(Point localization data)
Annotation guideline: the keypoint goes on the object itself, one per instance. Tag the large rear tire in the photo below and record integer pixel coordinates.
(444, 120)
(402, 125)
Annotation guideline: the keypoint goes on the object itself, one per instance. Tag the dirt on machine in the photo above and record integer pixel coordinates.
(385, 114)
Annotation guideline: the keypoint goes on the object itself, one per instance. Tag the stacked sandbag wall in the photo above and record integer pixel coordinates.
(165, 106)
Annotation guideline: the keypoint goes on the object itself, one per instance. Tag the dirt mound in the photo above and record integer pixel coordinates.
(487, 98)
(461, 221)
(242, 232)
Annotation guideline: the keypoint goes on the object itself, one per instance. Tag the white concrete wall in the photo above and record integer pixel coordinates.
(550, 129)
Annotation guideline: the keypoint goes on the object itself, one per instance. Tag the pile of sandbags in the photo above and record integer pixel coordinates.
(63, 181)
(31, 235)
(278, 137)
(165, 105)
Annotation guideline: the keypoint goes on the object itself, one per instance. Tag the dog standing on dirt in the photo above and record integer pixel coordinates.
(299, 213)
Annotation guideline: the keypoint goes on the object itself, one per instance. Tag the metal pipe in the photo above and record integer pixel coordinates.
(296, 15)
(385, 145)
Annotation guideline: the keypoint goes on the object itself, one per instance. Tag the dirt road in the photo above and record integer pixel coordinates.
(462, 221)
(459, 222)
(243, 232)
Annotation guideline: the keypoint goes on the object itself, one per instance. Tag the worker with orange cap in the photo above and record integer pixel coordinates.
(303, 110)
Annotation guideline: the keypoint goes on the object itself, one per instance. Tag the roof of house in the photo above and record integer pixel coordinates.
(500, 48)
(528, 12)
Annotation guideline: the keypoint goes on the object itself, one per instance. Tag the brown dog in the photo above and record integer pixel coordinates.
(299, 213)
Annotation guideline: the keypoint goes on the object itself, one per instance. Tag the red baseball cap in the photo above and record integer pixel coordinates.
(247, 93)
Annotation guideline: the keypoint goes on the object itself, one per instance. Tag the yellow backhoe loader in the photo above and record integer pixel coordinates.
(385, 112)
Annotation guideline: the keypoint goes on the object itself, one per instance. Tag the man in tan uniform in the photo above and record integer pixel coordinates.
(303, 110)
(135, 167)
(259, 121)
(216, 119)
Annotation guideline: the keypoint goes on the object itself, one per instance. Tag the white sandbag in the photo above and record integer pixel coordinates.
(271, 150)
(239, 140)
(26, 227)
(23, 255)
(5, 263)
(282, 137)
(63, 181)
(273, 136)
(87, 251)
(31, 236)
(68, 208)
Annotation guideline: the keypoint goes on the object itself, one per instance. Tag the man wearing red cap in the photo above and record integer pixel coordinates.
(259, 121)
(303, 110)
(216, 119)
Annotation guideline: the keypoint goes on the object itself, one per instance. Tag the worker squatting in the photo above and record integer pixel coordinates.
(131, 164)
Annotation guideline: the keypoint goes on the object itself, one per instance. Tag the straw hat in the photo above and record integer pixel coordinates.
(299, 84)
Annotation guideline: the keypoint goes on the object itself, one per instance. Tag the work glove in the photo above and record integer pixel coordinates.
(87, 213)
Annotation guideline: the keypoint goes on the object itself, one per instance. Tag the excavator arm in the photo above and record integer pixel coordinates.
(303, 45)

*Directions for this task*
Every record here must be output exactly, word for word.

*Output for this task*
Annotation guideline: the keypoint goes on the object itself, one per instance. Tag the large rear tire in the photo below and record integer pixel coordinates.
(444, 120)
(402, 125)
Annotation guideline: the keypoint goes on the object itself, one per instance. Tag the dirt on machine in the photo above and record integer pixel coordinates.
(385, 114)
Annotation guideline: the keypoint goes on the object itself, one per instance. Tag the stacked sandbag wall in the photo above and record integer pixel coordinates.
(165, 106)
Annotation guideline: the keypoint goes on the object itself, one per instance. Tag the dirt mound in the photo above and record integer pixel coordinates.
(487, 98)
(461, 221)
(242, 232)
Annotation guideline: the keypoint goes on the object itself, one per instance. Tag the white concrete wall in the photo above and record integer pixel coordinates.
(550, 129)
Annotation guideline: the keypoint goes on the object itself, one per instance. Tag the pile of sandbags in the photo above and record integer pixel coordinates.
(63, 181)
(31, 235)
(278, 137)
(165, 105)
Annotation guideline: the keypoint goes on the object itself, one per instance. Tag the dog standing on dirt in the photo above and record integer pixel coordinates.
(299, 213)
Annotation guideline: the keypoint goes on the object itself, one per instance. Tag the metal pipe in the photo above and record integer pixel coordinates.
(296, 15)
(385, 145)
Annotation guideline: the keypoint goes on the object itself, one per instance. Tag the dirt road in the photo above and record integer pixel coordinates.
(462, 221)
(459, 222)
(243, 232)
Annotation guideline: the keypoint goes on the object itself, one per instance. Tag the worker with orange cap in the photo above and record integer pixel coordinates.
(303, 110)
Annotation guideline: the keypoint goes on the object itself, one per instance. Tag the roof of house in the photo above and record integer pixel coordinates.
(500, 48)
(528, 12)
Annotation guideline: the keypoint goes on the object itself, one per instance. Tag the brown dog in the photo above and record integer pixel coordinates.
(299, 213)
Annotation guideline: the keypoint goes on the object itself, one per instance. Tag the red baseball cap in the photo above and record integer pixel coordinates.
(247, 93)
Annotation guideline: the keypoint goes on the object itself, one per instance. Tag the yellow backhoe loader in the photo above and record integer pixel coordinates.
(385, 112)
Annotation guideline: the keypoint goes on the object itself, one per instance. Tag the man in tan uniform in the photo above and record integer pixel coordinates.
(303, 110)
(135, 167)
(259, 121)
(216, 119)
Annotation guideline: the keypoint goes on the object itself, one per instance. Tag the white sandbag in the photo above and record integer pixel coordinates.
(271, 150)
(239, 140)
(26, 227)
(23, 255)
(5, 263)
(282, 137)
(63, 181)
(273, 136)
(87, 251)
(31, 236)
(68, 208)
Annotation guideline: the keypoint goes on the object itself, one per instance. Tag the man wearing red cap in the photo above and record integer pixel coordinates.
(259, 121)
(303, 110)
(216, 119)
Annotation guideline: the keypoint goes on the object itself, one per instance. Tag the worker squatting in the photo above and record integer pixel coordinates.
(131, 164)
Annotation guideline: the keypoint goes on the object itself, one per instance. Tag the straw hat in the photo above and record integer pixel coordinates.
(299, 84)
Annotation guideline: the keypoint goes on the object itself, one per instance. Tag the work glove in the photo above and record integer pixel coordinates.
(87, 213)
Annotation guideline: the keypoint goes on the object itself, one per instance. Tag the excavator arm in the photo above and record integer pixel coordinates.
(303, 45)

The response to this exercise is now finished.